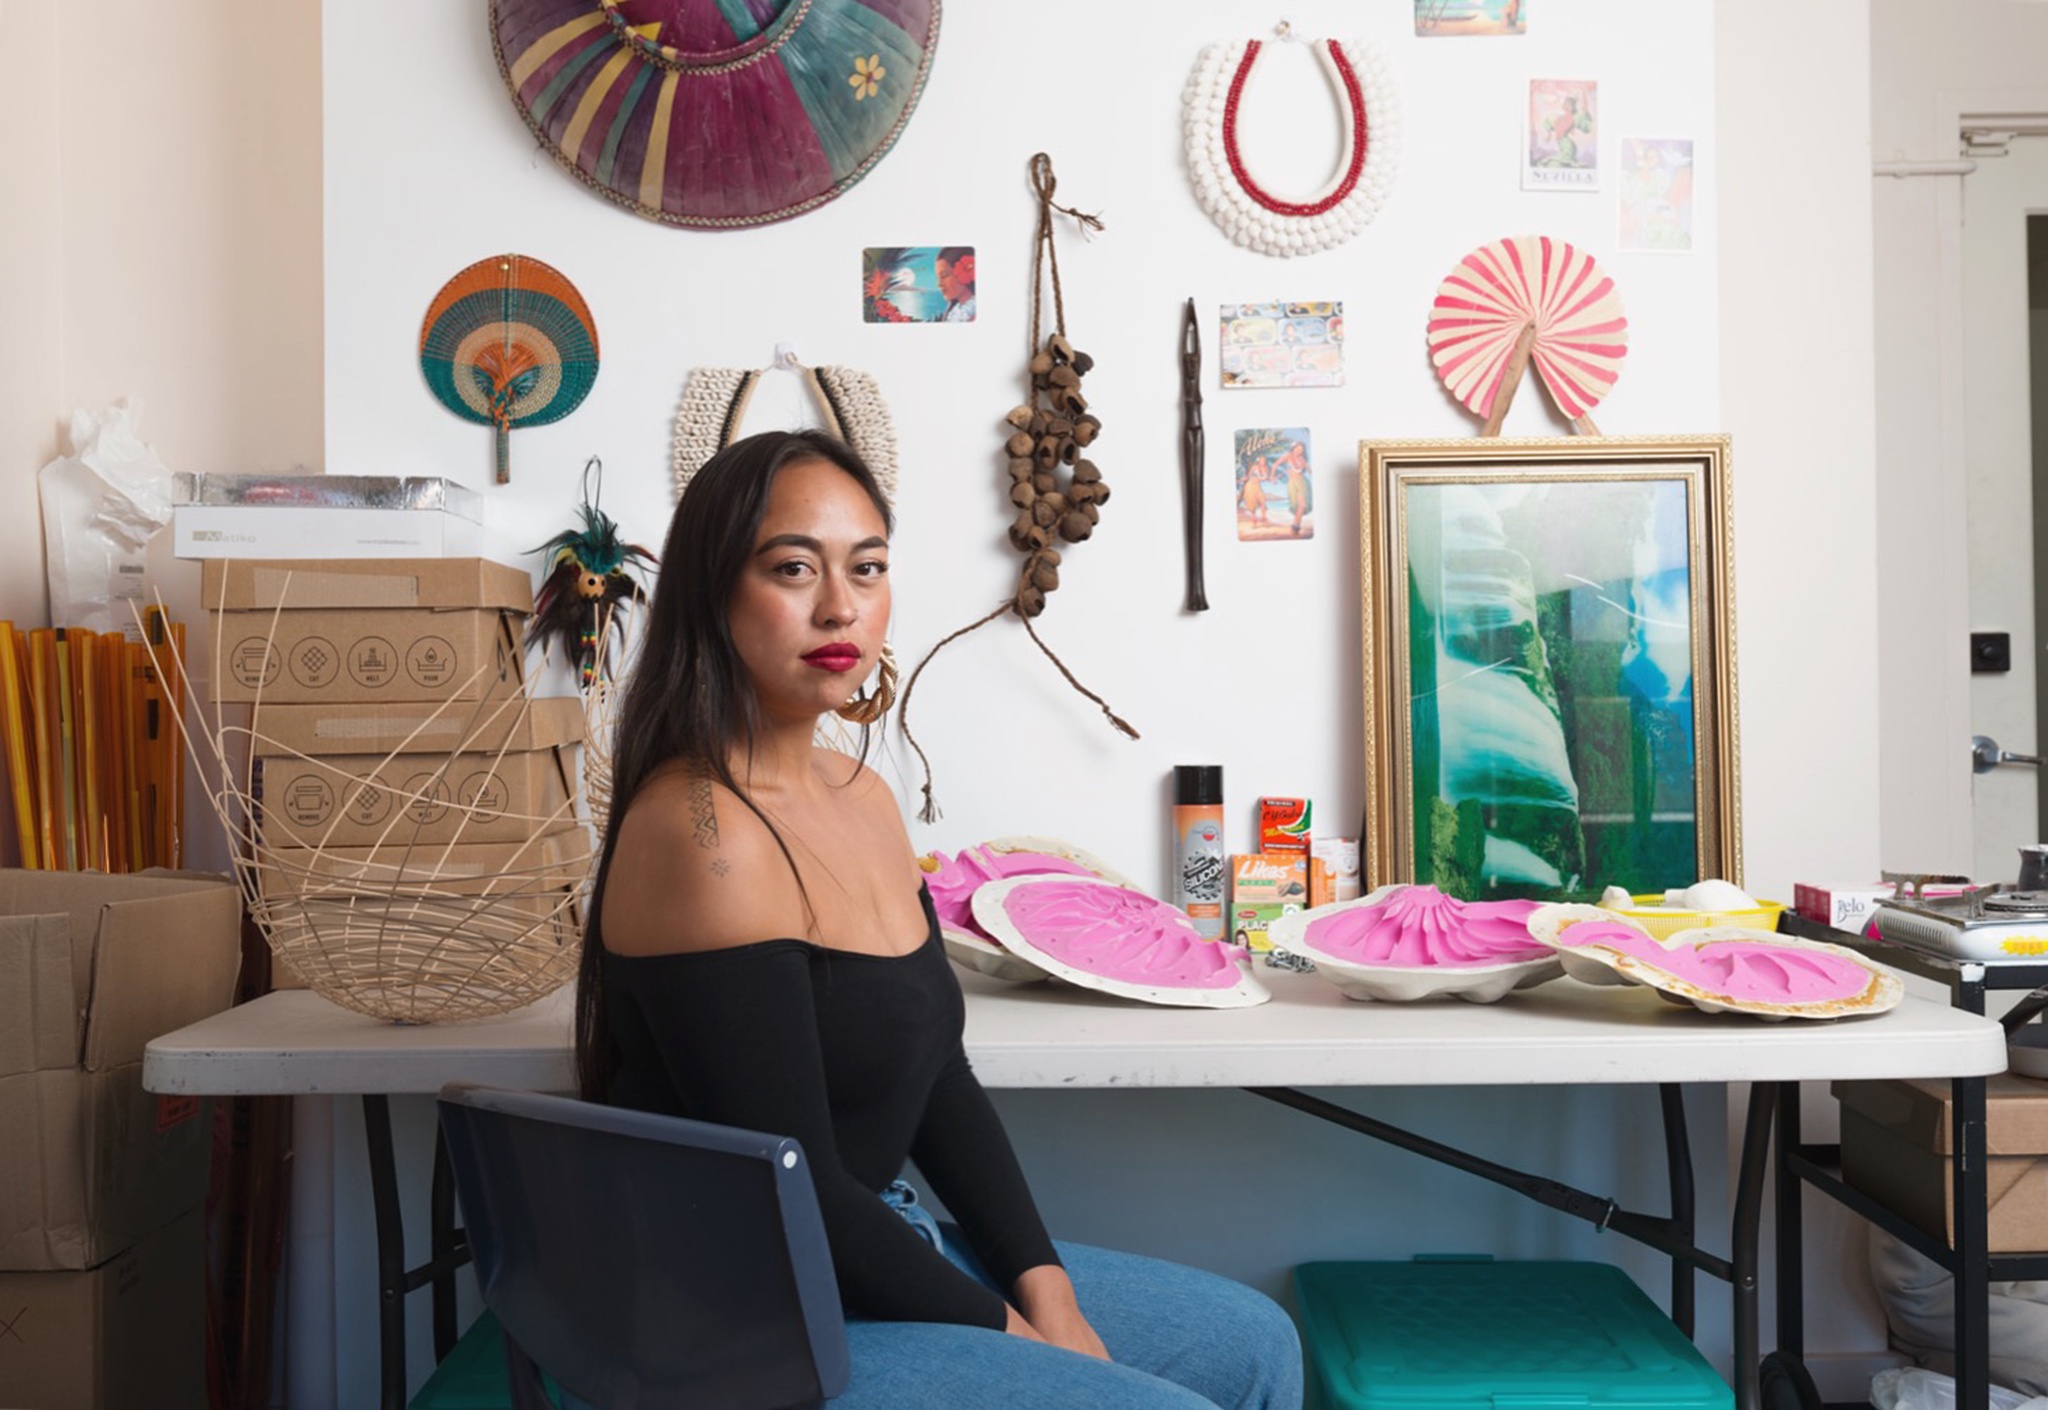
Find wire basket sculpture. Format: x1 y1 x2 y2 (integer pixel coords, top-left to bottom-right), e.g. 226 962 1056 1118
147 592 593 1024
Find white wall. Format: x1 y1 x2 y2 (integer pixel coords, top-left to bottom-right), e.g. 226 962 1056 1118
1871 0 2048 872
0 0 325 871
312 2 1762 1405
325 2 1724 897
1716 3 1886 1385
1963 140 2048 880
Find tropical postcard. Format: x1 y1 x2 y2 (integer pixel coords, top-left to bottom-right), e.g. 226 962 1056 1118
1415 0 1526 36
862 246 976 323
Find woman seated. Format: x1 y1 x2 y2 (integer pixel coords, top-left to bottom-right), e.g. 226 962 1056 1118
577 430 1302 1408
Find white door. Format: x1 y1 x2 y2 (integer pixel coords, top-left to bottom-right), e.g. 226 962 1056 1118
1965 137 2048 880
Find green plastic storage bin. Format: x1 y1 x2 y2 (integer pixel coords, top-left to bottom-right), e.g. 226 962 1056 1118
1294 1259 1734 1410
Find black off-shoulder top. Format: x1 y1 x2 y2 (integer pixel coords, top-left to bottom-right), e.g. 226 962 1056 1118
599 884 1060 1330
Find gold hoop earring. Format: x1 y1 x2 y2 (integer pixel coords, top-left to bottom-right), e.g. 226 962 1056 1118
835 644 898 725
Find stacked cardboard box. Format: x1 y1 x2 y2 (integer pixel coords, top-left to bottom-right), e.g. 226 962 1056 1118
1835 1074 2048 1251
0 870 242 1410
199 559 591 988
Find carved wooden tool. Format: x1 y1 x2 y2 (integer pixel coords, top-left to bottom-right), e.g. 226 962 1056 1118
1179 298 1209 611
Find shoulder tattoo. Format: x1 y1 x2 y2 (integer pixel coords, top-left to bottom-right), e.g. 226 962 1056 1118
689 771 720 852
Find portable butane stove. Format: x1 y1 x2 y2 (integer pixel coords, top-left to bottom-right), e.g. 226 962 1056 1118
1869 872 2048 962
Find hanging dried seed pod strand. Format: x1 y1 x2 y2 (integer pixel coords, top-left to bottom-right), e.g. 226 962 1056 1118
898 152 1137 824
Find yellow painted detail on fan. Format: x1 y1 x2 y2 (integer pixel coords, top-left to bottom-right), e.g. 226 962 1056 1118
563 48 636 161
508 12 606 90
640 71 681 211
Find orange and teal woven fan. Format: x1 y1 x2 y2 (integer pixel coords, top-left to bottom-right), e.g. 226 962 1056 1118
419 254 600 484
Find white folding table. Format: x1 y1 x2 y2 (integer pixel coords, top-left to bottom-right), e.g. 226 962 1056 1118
145 966 2007 1410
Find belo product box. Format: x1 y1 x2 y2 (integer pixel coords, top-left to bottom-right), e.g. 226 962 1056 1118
1835 1074 2048 1252
0 870 241 1271
200 557 530 704
1793 881 1966 935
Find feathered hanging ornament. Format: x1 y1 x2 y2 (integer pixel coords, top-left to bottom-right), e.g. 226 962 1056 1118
529 457 656 690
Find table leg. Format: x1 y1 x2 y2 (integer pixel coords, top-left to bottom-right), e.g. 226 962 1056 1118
1659 1084 1696 1338
431 1133 460 1360
1731 1083 1777 1410
361 1094 408 1410
1774 1082 1804 1362
1953 1074 1990 1410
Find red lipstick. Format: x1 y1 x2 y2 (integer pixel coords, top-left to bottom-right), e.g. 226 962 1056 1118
802 643 861 673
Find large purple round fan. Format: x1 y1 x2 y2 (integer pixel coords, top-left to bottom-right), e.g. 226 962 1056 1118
491 0 942 229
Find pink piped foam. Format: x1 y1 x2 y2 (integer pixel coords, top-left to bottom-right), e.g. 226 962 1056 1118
1000 880 1241 989
925 847 1092 940
1304 886 1550 968
1560 920 1873 1004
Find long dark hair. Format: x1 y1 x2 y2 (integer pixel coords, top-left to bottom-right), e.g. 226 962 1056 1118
575 429 895 1101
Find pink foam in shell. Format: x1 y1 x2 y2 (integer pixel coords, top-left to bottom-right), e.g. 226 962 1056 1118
1000 880 1242 989
1560 919 1873 1004
1304 886 1550 968
924 847 1094 941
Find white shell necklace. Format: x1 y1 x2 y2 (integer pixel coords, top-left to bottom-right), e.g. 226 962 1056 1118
1183 28 1400 258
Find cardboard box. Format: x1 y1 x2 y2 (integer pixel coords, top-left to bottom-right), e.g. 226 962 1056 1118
0 1207 205 1410
254 745 578 848
250 698 583 849
1231 853 1310 905
0 871 241 1271
200 558 531 704
1835 1074 2048 1252
1258 797 1312 855
247 692 581 759
1313 836 1362 903
1795 881 1967 935
173 503 487 560
1231 901 1303 954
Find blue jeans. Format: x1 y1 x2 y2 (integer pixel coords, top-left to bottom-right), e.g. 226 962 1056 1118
832 1183 1304 1408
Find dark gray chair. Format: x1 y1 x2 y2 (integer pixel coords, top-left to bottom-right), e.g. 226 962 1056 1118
436 1083 850 1410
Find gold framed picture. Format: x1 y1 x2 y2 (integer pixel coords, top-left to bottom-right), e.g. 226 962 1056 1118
1359 436 1739 900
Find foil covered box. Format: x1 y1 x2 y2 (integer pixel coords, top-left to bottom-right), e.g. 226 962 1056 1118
172 474 487 559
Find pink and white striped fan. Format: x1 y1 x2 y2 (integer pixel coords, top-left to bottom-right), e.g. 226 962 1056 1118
1427 236 1628 423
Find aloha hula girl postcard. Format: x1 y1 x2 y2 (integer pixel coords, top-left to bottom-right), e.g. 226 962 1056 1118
862 246 976 323
1234 428 1314 541
1524 79 1598 191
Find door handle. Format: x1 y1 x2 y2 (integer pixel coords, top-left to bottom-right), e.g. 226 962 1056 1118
1973 734 2042 774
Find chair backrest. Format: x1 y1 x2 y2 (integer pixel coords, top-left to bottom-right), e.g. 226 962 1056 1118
437 1082 850 1410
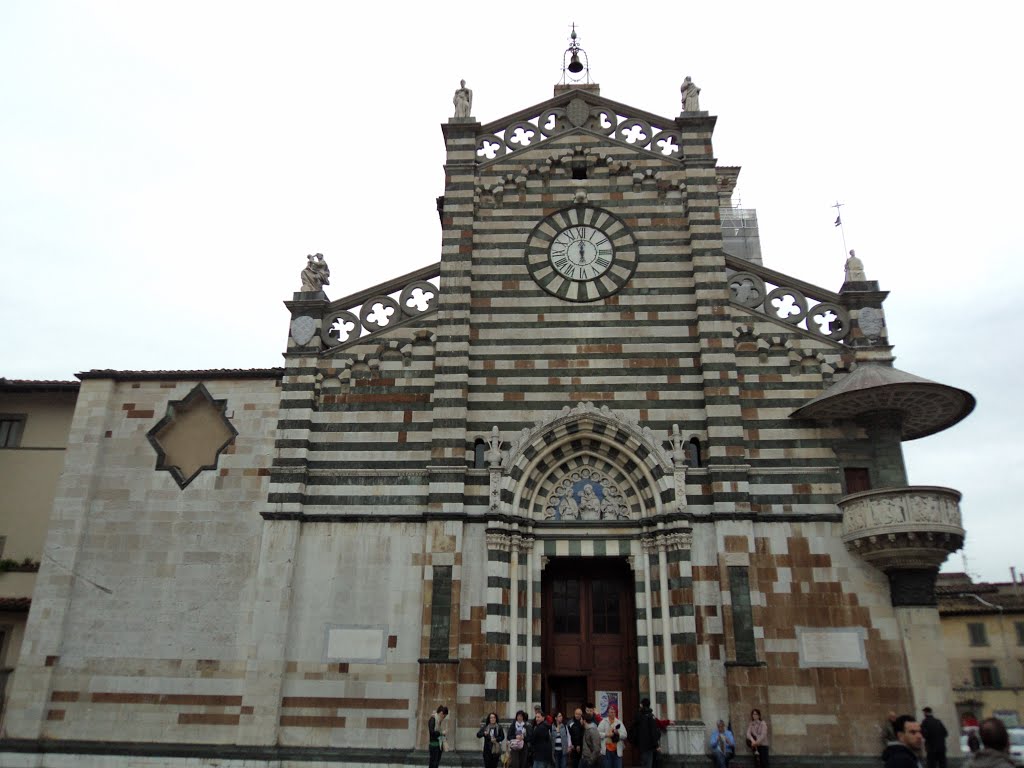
§
▶ **Your objective**: Although the records contain pictures, only the text should be copied, exactly as it stands.

▶ **Solution**:
Find wire basket sculpture. Format: x1 y1 x2 y2 (integer pixel coords, top-left to bottom-right), e.g. 226 962 1056 1118
147 592 593 1024
Find white wall. Format: x1 y1 x2 y2 (integer pixel coords, top-left to bottom-right), e.g. 226 962 1056 1118
1871 0 2048 872
0 0 325 871
312 2 1762 1405
325 2 1724 897
1716 3 1886 1385
1963 140 2048 880
Find tropical postcard. Format: x1 y1 x2 y2 (integer pixel coords, top-left to bottom-right), e.g. 226 962 1056 1118
1415 0 1526 36
862 246 976 323
Find woman seated. Format: x1 y1 x2 y2 (integer pixel coords, top-left to bottom-right), e.g. 226 962 1056 1118
577 430 1302 1408
Find white door. Format: x1 y1 x2 y2 (integer pixel coords, top-left to bottom-right), e.g. 226 962 1056 1118
1965 137 2048 880
Find green plastic storage bin. Format: x1 y1 x2 y2 (integer pixel coords, top-left to bottom-right), e.g. 226 962 1056 1118
1294 1259 1734 1410
Find black off-shoulder top. Format: x1 y1 x2 y2 (integer pixel coords, top-left to bottom-right), e.g. 226 962 1056 1118
599 884 1060 1330
Find gold hoop earring. Format: x1 y1 x2 y2 (integer pixel coords, top-left to bottom-right), e.g. 226 962 1056 1118
835 644 898 725
Find stacked cardboard box. Format: x1 y1 x2 y2 (integer pixel coords, top-left to bottom-right), e.g. 226 962 1056 1118
1835 1074 2048 1251
0 870 242 1410
199 559 591 988
Find carved wooden tool. Format: x1 y1 x2 y2 (integer pixel coords, top-left to bottom-right), e.g. 226 962 1056 1118
1179 298 1209 611
Find shoulder tattoo. Format: x1 y1 x2 y2 (integer pixel coords, top-left to bottom-right), e.g. 226 962 1056 1118
689 771 720 852
Find portable butane stove. Format: x1 y1 x2 y2 (integer pixel coords, top-left to bottom-right), e.g. 226 962 1056 1118
1869 872 2048 962
Find hanging dried seed pod strand. Format: x1 y1 x2 y2 (integer pixel coords, top-left to bottom-right), e.g. 226 962 1056 1118
898 152 1137 824
Find yellow painted detail on fan. Format: x1 y1 x2 y2 (integer pixel coords, top-left to bottom-right), e.g. 226 962 1056 1118
563 48 636 161
508 12 606 90
640 71 681 211
Find orange and teal woven fan. Format: x1 y1 x2 y2 (integer pixel coords, top-left to bottom-right), e.g. 226 962 1056 1118
419 254 600 484
Find white folding table. Format: x1 y1 x2 y2 (integer pixel coords, top-left to bottom-right), e.g. 226 962 1056 1118
145 966 2007 1410
Find belo product box. Format: x1 y1 x2 y2 (integer pixel coords, top-left to bottom-right), e.g. 226 962 1056 1118
1835 1074 2048 1252
0 870 241 1271
200 557 530 704
1793 881 1966 935
Find feathered hanging ornament. Format: x1 y1 x2 y2 (integer pixel coords, top-left to bottom-right), e.g. 226 962 1056 1118
529 457 656 690
Find table leg. Format: x1 y1 x2 y2 (integer pixel coords, top-left to bottom-right), e.g. 226 962 1056 1118
1659 1084 1696 1338
431 1133 460 1360
1731 1083 1777 1410
361 1094 408 1410
1774 1082 1804 1362
1953 1074 1990 1410
Find red lipstick. Format: x1 y1 x2 y2 (integer pixel coords, top-left to bottom-right), e.g. 226 962 1056 1118
802 643 861 673
Find large purple round fan. Format: x1 y1 x2 y2 (integer pixel coords, top-left to bottom-right), e.g. 226 962 1056 1118
491 0 942 229
Find pink piped foam. Format: x1 y1 x2 y2 (integer pixel coords, top-left to bottom-right), e.g. 226 962 1056 1118
1000 880 1241 989
925 847 1092 940
1304 886 1550 968
1560 920 1873 1004
Find long dark hair. Format: x1 y1 x2 y2 (integer pixel coords, top-left to bottom-right), e.g. 226 962 1056 1118
575 429 895 1101
Find pink foam in shell. Format: x1 y1 x2 y2 (integer pixel coords, top-left to bottom-right), e.g. 226 962 1056 1118
1000 880 1242 989
1560 919 1873 1004
1304 886 1550 968
924 847 1094 941
Find white shell necklace. Format: x1 y1 x2 y2 (integer pixel coords, top-left to bottom-right), e.g. 226 962 1056 1118
1183 28 1400 258
Find cardboard box. Format: x1 y1 x2 y2 (integer pixel coords, top-left to bottom-right), e.g. 226 962 1056 1118
0 1207 205 1410
254 745 578 848
250 698 583 849
1231 853 1310 905
0 871 241 1271
200 558 531 704
1835 1074 2048 1252
1258 797 1312 855
247 692 581 759
1313 836 1362 903
1795 881 1967 935
173 503 487 560
1231 901 1303 954
Find blue jeans. Format: x1 y1 x2 y2 (integer pixel coords, top-left to bottom-right), e.g. 226 962 1056 1118
832 1183 1304 1408
Find dark gray chair. Format: x1 y1 x2 y2 (integer pixel coords, top-left to bottom-right), e.g. 226 962 1056 1118
436 1083 850 1410
Find gold framed picture. Format: x1 y1 x2 y2 (integer pixel coords, top-left to bottom-right), e.g. 226 962 1056 1118
1359 436 1739 900
Find foil covered box. Format: x1 y1 x2 y2 (integer pixel coords, top-left to bottom-right), e.g. 226 962 1056 1118
172 474 487 559
Find pink and white striped fan. Format: x1 y1 x2 y2 (integer pixel coords, top-left to bottom-right), e.g. 226 962 1056 1118
1427 236 1628 423
Find aloha hula girl postcard. Format: x1 y1 x2 y2 (integer pixel coords, top-left to bottom-right), e.g. 226 962 1056 1118
862 246 976 323
1234 428 1314 541
1524 79 1598 191
Find door handle. Format: x1 y1 x2 y2 (integer pixel coords, top-left to bottom-right), e.g. 226 962 1056 1118
1973 734 2042 774
Find chair backrest. Format: x1 y1 x2 y2 (integer pixel coords, top-left to bottom-right), e.g. 226 962 1056 1118
437 1082 850 1410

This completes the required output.